Only those lines in the data below from the line containing "Scan for white plate." through the line containing "Scan for sheer", both included, should be restated word for word.

_STORED DATA_
⁂

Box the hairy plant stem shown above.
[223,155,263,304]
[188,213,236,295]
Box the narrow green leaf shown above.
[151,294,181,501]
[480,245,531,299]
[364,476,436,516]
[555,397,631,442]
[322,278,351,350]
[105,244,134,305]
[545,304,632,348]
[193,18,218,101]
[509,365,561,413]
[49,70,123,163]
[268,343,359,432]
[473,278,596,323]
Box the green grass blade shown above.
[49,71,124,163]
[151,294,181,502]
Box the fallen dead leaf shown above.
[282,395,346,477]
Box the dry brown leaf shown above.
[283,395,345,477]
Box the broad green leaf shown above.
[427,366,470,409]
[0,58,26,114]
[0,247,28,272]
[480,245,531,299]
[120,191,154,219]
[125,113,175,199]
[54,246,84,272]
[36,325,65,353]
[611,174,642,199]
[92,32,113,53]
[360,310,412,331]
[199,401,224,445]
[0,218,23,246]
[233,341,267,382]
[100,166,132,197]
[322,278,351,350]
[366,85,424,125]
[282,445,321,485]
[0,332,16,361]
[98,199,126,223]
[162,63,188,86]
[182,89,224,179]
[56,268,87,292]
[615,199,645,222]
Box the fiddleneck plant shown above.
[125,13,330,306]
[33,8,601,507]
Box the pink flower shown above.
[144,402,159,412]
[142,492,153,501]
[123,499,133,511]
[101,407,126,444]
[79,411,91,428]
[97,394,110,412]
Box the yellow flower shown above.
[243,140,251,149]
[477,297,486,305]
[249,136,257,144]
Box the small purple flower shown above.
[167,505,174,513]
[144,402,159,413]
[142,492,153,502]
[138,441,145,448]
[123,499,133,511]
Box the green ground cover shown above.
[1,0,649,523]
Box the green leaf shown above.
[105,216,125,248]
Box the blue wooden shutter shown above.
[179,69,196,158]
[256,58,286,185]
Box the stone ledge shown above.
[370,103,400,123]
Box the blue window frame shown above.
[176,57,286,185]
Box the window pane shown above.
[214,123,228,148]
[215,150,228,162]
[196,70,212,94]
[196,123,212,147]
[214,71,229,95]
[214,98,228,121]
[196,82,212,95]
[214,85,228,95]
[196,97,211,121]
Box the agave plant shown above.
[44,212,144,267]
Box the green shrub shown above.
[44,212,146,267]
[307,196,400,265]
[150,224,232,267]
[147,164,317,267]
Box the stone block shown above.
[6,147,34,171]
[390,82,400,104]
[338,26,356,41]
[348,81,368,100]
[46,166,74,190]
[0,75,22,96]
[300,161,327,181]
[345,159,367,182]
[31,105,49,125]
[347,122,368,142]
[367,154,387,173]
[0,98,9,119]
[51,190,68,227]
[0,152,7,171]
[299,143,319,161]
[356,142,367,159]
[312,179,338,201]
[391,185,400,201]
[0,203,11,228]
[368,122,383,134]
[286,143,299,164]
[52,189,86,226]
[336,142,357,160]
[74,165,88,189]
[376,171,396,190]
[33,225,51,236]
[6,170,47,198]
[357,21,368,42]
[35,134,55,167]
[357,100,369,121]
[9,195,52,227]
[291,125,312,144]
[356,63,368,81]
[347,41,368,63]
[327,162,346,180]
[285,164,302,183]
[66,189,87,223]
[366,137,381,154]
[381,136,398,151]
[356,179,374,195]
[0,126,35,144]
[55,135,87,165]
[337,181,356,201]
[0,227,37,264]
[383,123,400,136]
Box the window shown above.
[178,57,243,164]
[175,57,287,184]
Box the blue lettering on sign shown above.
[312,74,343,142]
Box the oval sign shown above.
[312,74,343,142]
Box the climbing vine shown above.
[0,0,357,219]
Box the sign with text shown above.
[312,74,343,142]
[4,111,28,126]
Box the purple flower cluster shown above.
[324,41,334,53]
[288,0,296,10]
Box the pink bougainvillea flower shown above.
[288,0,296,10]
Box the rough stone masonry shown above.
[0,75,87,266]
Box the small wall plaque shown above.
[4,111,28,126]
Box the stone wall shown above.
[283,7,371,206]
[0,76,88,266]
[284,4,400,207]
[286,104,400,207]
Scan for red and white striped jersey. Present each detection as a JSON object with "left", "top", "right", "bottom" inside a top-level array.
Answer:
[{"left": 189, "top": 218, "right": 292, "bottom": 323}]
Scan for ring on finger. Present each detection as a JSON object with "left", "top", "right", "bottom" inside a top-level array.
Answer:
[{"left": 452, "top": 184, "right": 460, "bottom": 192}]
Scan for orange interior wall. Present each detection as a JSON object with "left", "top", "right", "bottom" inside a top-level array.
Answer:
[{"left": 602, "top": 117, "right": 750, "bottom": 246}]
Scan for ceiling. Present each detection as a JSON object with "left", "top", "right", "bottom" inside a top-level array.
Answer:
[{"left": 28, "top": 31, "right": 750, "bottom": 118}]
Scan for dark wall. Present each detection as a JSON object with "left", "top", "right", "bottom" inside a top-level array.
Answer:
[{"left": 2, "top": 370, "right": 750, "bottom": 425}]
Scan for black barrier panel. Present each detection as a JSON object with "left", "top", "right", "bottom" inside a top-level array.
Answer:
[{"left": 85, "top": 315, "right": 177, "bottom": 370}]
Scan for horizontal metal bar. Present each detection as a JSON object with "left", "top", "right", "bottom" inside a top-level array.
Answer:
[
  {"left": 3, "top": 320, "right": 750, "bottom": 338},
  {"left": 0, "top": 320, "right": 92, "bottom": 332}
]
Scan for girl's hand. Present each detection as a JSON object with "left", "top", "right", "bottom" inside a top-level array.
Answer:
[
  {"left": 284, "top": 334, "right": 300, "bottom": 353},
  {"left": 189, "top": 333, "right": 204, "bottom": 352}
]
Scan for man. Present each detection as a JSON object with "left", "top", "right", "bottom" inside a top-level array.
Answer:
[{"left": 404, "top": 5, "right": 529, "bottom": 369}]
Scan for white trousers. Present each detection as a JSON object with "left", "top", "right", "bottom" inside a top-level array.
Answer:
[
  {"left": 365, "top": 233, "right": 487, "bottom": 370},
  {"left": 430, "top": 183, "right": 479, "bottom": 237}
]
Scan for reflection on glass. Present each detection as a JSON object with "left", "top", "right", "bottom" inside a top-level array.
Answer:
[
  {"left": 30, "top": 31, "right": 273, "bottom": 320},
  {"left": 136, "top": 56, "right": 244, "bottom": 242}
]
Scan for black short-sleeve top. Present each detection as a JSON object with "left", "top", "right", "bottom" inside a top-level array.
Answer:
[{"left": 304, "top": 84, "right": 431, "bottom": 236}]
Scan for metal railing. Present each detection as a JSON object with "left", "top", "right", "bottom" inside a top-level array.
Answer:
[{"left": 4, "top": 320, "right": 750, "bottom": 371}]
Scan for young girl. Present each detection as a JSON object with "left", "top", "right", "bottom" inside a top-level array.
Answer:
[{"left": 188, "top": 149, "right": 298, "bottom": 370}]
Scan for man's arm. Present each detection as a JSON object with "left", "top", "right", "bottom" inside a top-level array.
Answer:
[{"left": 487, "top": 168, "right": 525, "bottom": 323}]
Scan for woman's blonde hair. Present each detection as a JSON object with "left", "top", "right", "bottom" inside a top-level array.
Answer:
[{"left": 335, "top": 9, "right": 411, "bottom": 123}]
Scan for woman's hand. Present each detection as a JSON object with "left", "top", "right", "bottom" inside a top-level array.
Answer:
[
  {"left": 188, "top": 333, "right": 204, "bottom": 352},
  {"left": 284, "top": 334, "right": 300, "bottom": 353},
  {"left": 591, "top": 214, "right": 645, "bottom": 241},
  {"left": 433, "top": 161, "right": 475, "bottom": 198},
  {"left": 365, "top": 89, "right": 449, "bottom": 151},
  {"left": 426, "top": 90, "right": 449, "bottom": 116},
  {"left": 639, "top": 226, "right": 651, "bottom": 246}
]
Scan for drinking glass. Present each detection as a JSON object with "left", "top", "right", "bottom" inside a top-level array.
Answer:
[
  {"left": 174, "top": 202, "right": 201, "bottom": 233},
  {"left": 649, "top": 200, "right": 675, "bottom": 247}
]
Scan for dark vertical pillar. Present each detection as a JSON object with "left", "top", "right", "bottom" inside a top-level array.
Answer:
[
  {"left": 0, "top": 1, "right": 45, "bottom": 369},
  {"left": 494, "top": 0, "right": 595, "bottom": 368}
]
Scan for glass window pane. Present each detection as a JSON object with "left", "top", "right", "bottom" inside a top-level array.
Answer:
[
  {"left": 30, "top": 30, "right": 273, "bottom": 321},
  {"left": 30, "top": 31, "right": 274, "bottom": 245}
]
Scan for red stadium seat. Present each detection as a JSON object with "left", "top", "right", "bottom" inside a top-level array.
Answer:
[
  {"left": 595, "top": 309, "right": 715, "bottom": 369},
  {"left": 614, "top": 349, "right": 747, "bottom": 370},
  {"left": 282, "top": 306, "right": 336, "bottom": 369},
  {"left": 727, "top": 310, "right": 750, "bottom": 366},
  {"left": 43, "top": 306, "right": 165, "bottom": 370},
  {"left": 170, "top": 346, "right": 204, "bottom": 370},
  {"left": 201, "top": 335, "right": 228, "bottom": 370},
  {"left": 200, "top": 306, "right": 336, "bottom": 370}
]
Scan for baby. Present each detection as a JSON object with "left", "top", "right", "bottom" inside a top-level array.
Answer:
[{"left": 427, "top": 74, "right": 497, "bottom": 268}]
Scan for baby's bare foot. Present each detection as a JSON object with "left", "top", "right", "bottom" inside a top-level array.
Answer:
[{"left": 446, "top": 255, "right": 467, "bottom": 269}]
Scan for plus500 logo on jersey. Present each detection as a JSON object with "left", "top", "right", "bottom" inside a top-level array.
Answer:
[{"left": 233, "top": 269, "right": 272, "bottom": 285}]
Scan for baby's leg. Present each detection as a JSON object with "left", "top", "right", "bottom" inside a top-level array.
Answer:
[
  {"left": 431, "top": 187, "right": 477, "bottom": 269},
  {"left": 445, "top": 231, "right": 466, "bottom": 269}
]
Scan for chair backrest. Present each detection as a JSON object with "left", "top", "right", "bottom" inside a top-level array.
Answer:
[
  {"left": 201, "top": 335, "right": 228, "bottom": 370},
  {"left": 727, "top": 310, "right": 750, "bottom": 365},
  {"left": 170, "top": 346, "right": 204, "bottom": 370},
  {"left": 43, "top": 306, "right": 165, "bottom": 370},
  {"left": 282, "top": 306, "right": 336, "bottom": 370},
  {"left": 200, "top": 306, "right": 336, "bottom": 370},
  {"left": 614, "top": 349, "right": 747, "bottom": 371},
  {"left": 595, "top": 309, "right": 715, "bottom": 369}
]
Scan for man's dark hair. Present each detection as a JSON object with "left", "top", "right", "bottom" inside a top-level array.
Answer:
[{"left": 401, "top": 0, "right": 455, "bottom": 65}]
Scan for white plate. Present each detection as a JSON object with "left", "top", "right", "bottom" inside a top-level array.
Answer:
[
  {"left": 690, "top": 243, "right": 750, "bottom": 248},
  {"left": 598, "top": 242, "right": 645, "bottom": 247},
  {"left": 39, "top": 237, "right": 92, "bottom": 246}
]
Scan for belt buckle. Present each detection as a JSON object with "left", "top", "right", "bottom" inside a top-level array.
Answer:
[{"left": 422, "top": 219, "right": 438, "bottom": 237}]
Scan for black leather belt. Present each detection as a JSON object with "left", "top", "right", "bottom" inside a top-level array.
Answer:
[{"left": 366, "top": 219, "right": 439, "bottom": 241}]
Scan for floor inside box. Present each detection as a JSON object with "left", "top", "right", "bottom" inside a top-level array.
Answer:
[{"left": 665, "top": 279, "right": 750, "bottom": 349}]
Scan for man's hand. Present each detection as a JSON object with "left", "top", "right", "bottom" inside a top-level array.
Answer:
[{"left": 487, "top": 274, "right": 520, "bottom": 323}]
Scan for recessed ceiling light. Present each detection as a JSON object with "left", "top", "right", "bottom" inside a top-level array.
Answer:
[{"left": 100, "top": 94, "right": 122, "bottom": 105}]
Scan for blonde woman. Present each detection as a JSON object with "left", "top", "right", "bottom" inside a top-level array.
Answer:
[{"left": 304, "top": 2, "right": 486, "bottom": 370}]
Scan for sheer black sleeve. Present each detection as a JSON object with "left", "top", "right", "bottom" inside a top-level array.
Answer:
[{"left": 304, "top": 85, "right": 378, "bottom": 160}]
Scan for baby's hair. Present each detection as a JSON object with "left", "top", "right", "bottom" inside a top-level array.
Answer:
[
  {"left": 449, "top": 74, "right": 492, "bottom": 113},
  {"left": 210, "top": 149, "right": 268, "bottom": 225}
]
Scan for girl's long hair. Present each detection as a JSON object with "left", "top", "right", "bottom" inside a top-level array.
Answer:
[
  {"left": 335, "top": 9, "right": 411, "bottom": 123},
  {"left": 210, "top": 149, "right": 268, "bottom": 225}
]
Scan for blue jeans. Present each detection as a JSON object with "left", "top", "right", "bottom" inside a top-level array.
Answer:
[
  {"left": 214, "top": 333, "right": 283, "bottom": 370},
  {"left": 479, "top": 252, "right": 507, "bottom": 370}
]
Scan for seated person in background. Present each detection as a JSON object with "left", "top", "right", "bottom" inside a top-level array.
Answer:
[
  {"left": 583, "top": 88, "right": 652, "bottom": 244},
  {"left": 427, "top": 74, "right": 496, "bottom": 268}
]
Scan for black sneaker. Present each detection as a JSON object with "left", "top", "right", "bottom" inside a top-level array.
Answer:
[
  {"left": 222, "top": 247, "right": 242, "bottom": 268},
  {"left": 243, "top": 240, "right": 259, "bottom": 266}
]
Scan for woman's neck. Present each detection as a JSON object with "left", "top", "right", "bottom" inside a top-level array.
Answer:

⁂

_EXERCISE RESULT_
Scan for white plate. Present each detection as a JSON object with "left", "top", "right", "bottom" inside a top-level array.
Answer:
[
  {"left": 690, "top": 243, "right": 750, "bottom": 248},
  {"left": 598, "top": 242, "right": 645, "bottom": 247},
  {"left": 39, "top": 237, "right": 92, "bottom": 246}
]
Scan for belt buckle. Present each detection as a JSON object with "left", "top", "right", "bottom" inside a top-level array.
Answer:
[{"left": 422, "top": 219, "right": 438, "bottom": 237}]
Scan for black leather belt. Present each detection as a JSON object with "left", "top", "right", "bottom" inside a top-level array.
Answer:
[{"left": 366, "top": 219, "right": 439, "bottom": 241}]
Scan for floor inside box. Present each detection as a JSON object with "left", "top", "right", "bottom" inside a top-level array.
Answer:
[{"left": 665, "top": 279, "right": 750, "bottom": 349}]
Scan for man's hand. Present each detection as a JSON object with "left", "top", "right", "bottom" inside a top-level array.
Answer:
[{"left": 487, "top": 274, "right": 520, "bottom": 323}]
Scan for recessed ceiling light. Present each detection as a JSON object with "left", "top", "right", "bottom" inside a top-level array.
Answer:
[{"left": 100, "top": 94, "right": 122, "bottom": 105}]
Scan for blonde woman. Present each detection as a JSON object with "left", "top", "right", "bottom" inside a top-level array.
Answer:
[{"left": 304, "top": 2, "right": 486, "bottom": 370}]
Scan for sheer black sleeve. Present each detection as a JSON object with "left", "top", "right", "bottom" inside a top-level array.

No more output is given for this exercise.